-- begin Input material --
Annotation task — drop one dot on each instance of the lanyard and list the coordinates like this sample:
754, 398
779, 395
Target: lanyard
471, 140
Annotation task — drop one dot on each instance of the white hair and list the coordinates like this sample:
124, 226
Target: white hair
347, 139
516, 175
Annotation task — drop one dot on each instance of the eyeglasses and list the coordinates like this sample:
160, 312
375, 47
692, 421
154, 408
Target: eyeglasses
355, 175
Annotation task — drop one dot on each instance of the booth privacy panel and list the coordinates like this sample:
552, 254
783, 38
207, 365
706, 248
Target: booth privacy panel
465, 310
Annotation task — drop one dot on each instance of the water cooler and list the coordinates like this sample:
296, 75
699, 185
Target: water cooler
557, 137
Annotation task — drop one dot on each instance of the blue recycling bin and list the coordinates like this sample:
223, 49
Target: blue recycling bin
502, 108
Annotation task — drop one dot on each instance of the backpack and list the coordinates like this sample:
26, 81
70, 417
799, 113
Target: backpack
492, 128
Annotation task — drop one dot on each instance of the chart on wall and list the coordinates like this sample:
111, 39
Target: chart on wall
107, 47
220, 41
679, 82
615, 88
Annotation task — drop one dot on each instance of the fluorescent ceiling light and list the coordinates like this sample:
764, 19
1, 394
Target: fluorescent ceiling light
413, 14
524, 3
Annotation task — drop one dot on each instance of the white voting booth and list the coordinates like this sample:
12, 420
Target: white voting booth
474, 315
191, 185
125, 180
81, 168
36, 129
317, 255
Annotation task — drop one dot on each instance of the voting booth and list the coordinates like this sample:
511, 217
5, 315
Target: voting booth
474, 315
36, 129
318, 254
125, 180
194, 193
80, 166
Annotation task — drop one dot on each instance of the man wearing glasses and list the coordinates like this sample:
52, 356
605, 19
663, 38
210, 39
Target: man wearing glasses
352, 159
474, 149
-- end Input material --
Short problem >> Exactly as shown, repeat every record.

Exercise output >>
Annotation task — drop one dot on each instance of the lanyard and list the coordinates like this sample:
754, 398
779, 395
Target: lanyard
471, 140
Annotation task — drop one dot on each instance of the white hair and list the coordinates like this sample:
124, 226
Target: white hair
347, 139
516, 175
Annotation task — drop one dot on each instance of the eyeglasses and list the coordinates like this sample:
160, 312
375, 47
692, 421
154, 408
Target: eyeglasses
355, 175
Annotation task — drop one dot on each instance of the booth privacy panel and list the coordinates like this sample:
552, 254
783, 38
207, 365
706, 248
Target: booth privacy panel
465, 310
Annotation task — drop one dot on each instance of the water cooler and list the coordinates like this sample:
296, 75
699, 185
Target: water cooler
557, 137
Annotation task — drop one dot on each instance of the blue recycling bin and list the coordinates like this sample:
223, 49
Target: blue recycling bin
502, 108
Annotation task — drop one dot on each instance of the backpack and list the coordinates like this sample:
26, 81
70, 417
799, 113
Target: backpack
492, 128
Annotation task — drop one dot on each instance of the chart on wall and list the coordinates like this sample:
111, 39
Target: chart on wall
107, 47
220, 41
679, 82
615, 88
Annotation task — drop one dot on each instance of the fluorescent ceiling light and list the coordinates like this sample:
764, 19
1, 394
Target: fluorescent ceiling light
413, 14
524, 3
Annotation task — drop one dot on each instance of the white voting booth and list the coordinates like this sample:
12, 420
Target: white voting booth
474, 315
191, 185
125, 180
81, 168
36, 129
317, 255
Annotation task — drop one dot on each instance of the voting booth and list the coordinates like this sample:
511, 217
5, 315
Target: voting booth
474, 315
36, 129
318, 254
125, 180
194, 193
80, 166
Annotation task — drop one dot on each instance of the man wearing glasses and list the coordinates like this sample:
52, 356
605, 19
663, 38
210, 39
Target: man wearing glasses
352, 159
474, 149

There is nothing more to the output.